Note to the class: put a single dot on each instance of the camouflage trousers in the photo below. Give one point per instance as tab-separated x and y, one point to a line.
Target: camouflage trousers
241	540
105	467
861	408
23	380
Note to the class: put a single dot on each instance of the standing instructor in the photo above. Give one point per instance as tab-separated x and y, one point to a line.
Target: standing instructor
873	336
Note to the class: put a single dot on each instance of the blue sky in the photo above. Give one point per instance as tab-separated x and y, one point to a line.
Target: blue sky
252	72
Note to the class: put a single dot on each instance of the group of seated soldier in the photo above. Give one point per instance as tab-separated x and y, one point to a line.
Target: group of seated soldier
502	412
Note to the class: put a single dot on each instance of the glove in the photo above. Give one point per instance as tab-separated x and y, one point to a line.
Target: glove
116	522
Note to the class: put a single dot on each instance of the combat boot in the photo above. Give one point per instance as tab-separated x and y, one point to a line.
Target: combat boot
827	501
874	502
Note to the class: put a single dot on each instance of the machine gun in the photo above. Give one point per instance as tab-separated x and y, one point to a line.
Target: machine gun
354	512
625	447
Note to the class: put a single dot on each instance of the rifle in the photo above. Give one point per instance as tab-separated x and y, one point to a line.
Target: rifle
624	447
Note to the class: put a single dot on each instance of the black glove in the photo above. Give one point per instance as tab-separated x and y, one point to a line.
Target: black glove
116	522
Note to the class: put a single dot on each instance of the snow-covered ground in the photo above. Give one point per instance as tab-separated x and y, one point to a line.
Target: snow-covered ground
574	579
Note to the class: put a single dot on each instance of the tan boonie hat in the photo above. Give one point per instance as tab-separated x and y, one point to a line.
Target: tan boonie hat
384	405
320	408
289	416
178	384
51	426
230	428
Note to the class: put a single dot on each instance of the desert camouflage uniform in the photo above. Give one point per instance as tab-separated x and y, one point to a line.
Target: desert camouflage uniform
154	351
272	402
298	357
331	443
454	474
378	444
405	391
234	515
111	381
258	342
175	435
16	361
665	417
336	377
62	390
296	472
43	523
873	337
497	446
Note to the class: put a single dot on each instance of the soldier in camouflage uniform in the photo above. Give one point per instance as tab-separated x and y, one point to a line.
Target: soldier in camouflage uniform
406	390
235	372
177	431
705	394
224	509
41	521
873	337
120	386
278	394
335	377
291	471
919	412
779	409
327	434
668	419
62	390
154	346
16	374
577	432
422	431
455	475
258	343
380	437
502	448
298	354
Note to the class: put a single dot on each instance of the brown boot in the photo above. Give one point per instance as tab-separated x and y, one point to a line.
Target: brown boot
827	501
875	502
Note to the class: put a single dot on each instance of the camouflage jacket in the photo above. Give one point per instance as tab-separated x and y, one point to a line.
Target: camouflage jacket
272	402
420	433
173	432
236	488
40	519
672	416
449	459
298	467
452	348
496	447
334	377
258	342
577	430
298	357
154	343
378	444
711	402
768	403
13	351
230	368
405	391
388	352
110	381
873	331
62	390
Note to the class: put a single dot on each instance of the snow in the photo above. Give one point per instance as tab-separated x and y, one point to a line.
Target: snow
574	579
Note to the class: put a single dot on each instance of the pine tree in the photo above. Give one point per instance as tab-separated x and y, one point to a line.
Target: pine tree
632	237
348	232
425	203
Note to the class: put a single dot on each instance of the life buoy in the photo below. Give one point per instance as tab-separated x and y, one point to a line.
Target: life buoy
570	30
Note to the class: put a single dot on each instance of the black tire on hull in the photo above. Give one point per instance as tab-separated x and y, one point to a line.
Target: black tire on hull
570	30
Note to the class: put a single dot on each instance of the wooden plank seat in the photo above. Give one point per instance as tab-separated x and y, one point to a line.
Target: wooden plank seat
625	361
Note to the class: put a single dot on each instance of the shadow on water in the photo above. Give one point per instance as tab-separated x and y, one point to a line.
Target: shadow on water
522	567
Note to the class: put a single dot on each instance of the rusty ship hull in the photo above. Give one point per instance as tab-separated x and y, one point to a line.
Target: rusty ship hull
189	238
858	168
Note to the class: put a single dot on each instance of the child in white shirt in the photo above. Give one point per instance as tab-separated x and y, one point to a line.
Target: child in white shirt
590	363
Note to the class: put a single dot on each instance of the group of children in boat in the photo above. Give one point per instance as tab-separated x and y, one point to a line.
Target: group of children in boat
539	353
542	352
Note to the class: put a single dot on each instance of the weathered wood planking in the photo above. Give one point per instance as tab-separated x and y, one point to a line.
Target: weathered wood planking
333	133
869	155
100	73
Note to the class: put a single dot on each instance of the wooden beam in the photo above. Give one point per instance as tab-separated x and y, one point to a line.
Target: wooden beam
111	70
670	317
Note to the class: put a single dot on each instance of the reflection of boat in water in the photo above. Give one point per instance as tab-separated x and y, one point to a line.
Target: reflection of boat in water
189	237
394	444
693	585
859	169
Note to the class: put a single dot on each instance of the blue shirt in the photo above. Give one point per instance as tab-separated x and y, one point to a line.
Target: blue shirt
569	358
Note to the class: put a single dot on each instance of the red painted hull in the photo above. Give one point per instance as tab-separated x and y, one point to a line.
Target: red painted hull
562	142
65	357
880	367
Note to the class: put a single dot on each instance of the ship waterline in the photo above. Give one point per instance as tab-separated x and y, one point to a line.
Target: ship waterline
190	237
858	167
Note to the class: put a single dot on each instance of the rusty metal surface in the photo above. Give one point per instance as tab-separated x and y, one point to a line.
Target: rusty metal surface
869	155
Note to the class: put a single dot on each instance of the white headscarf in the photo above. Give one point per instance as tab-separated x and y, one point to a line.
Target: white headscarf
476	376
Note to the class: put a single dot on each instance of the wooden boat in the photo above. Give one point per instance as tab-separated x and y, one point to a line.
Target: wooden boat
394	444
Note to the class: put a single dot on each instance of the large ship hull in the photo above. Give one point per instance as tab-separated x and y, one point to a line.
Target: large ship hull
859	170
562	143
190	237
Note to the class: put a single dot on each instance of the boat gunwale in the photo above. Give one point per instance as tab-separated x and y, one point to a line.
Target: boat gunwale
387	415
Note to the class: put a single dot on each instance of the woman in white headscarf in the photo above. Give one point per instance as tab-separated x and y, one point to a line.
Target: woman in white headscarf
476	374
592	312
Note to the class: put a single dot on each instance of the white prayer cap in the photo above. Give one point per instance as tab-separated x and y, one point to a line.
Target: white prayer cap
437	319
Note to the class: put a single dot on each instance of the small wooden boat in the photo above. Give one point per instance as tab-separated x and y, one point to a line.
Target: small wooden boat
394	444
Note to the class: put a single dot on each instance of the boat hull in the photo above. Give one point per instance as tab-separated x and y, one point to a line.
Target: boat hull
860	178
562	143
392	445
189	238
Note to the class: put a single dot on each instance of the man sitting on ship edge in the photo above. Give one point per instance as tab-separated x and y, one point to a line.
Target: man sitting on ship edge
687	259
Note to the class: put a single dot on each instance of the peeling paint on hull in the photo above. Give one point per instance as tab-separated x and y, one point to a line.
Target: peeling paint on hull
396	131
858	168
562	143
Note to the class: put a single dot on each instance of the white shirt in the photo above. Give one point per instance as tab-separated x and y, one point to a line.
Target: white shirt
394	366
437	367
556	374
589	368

...

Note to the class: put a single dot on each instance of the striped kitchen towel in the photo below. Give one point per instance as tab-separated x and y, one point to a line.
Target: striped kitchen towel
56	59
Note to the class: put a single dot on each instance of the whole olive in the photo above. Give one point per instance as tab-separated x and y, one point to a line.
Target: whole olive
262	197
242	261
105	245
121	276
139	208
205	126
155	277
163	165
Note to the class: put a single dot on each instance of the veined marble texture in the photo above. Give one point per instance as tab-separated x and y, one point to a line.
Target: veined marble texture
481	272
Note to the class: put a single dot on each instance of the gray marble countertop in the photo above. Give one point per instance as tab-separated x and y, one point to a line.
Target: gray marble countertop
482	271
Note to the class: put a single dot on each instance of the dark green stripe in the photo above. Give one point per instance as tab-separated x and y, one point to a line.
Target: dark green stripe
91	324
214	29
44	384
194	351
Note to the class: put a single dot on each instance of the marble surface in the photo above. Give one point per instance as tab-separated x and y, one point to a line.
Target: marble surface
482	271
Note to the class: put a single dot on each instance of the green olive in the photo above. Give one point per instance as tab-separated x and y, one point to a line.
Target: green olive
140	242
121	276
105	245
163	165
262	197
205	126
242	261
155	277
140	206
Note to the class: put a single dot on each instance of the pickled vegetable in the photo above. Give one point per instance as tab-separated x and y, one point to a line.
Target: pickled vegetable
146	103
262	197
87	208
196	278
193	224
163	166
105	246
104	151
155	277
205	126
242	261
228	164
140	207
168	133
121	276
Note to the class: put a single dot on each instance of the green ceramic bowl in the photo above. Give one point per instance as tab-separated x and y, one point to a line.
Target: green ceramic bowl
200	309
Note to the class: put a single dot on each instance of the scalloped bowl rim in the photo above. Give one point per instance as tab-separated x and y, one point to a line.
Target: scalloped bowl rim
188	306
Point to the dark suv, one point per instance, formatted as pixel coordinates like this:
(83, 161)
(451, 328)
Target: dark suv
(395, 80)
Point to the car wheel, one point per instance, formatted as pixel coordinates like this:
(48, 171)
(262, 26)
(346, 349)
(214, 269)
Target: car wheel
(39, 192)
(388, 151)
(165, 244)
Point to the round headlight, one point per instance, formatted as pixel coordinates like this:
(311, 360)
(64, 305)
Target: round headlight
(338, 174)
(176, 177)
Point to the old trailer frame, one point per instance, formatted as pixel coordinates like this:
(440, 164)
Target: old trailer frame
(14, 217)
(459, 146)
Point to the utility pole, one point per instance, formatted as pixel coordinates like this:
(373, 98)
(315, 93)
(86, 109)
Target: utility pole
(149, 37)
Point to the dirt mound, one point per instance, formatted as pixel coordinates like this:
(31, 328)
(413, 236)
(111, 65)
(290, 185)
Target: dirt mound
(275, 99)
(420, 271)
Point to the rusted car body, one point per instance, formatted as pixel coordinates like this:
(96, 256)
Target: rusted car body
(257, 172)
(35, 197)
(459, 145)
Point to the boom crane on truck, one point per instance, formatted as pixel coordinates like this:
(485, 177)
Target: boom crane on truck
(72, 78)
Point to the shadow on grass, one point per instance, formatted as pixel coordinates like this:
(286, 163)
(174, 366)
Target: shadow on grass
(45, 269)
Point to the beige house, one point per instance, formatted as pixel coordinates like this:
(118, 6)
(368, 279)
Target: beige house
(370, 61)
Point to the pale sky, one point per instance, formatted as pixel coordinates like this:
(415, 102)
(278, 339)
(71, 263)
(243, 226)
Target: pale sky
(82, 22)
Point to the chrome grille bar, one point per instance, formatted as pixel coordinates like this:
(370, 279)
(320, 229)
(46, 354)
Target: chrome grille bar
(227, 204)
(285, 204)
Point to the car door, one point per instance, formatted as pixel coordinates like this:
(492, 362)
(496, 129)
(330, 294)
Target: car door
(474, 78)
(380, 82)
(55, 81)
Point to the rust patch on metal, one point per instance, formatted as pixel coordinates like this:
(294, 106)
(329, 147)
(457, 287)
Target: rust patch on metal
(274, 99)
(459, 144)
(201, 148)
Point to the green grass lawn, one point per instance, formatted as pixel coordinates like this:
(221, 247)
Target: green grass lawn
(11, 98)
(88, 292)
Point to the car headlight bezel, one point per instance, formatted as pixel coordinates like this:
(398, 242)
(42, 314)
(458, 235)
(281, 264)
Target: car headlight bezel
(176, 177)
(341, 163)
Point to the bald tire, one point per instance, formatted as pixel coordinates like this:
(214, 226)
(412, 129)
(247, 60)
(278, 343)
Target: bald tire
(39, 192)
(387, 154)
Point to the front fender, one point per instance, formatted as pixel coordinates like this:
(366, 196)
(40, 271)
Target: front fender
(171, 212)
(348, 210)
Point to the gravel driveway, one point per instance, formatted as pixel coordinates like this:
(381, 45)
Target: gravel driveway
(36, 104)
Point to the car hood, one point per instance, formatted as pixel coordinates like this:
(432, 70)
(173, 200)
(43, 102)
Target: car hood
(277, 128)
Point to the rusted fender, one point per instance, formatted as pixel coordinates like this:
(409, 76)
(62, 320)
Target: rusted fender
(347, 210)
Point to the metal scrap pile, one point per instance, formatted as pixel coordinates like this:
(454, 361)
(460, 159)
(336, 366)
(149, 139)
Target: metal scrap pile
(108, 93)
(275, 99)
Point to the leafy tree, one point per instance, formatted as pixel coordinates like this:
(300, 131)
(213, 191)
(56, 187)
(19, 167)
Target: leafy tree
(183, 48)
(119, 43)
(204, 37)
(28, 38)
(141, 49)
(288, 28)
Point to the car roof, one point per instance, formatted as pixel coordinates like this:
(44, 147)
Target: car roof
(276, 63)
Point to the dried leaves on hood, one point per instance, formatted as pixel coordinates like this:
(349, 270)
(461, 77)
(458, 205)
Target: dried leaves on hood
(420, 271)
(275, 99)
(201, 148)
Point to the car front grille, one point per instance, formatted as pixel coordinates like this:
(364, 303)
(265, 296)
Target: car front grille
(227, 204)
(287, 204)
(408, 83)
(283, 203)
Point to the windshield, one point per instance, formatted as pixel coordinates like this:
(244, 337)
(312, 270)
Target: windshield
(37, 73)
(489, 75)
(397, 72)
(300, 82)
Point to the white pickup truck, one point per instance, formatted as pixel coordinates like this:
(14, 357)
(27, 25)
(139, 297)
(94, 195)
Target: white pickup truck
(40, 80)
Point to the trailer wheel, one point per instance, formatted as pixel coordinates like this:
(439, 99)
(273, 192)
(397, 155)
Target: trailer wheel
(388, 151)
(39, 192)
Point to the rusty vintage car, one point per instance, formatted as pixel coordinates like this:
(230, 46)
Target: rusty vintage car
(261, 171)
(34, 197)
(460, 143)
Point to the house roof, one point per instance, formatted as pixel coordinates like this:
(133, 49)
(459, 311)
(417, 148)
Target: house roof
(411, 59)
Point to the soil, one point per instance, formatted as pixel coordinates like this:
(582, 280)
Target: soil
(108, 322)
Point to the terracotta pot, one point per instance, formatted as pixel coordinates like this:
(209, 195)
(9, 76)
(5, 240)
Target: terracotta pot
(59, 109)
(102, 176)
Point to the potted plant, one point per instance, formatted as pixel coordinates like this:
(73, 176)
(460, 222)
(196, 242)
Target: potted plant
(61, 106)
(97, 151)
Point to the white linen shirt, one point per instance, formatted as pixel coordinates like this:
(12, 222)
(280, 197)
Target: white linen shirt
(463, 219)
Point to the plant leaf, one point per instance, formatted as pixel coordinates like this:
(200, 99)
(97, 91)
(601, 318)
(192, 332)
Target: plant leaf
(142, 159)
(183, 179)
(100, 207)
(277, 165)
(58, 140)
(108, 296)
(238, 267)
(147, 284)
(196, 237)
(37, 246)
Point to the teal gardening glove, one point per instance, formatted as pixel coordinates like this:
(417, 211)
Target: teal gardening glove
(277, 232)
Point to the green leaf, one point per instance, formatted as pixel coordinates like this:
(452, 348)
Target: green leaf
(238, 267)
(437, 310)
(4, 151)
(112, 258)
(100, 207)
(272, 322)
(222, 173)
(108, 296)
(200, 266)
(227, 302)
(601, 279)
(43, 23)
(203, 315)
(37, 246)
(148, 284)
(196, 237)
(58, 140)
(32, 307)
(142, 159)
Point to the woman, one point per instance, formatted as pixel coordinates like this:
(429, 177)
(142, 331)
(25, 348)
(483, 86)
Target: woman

==

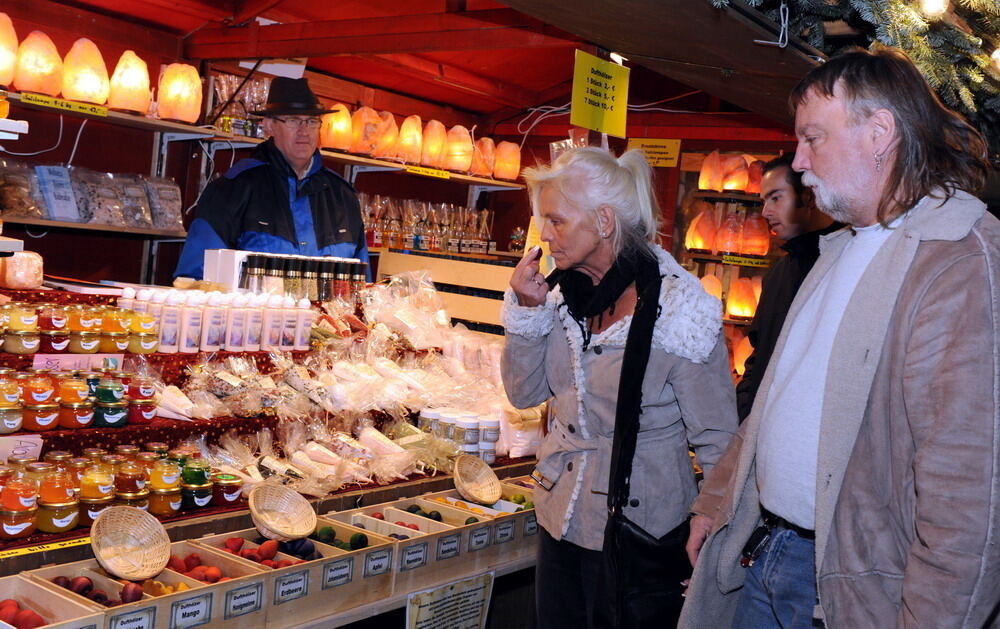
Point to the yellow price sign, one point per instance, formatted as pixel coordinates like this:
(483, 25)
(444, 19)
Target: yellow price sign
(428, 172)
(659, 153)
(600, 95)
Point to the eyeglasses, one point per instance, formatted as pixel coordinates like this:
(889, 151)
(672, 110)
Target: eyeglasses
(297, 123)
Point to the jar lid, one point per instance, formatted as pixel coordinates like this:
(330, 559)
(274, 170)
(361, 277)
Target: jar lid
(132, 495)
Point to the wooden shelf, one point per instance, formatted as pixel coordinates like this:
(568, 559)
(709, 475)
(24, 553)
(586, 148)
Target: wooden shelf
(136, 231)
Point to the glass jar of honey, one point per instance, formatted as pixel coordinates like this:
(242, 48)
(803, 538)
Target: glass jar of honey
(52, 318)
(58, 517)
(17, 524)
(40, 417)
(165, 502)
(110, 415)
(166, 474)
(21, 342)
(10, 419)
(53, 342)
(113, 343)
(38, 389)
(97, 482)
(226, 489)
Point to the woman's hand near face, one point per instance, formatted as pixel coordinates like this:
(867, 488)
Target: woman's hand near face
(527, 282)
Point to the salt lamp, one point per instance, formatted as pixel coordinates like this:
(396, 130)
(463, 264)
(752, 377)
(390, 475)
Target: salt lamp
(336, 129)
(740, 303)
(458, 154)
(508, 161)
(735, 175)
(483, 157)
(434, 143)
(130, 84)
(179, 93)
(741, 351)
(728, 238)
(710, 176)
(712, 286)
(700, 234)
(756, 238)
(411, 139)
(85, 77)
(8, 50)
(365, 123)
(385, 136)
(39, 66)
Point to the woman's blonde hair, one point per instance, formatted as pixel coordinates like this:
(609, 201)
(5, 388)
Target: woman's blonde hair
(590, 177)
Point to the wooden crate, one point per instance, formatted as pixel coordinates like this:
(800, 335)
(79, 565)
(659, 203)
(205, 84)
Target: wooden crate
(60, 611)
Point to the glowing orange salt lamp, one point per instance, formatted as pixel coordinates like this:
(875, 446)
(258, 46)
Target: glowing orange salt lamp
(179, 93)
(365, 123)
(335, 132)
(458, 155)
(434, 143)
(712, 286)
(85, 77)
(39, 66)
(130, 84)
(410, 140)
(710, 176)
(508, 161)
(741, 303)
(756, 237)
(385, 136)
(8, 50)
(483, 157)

Task goal =>
The expected answer is one number: how many lines of the material contain the word "below".

Response to this task =>
3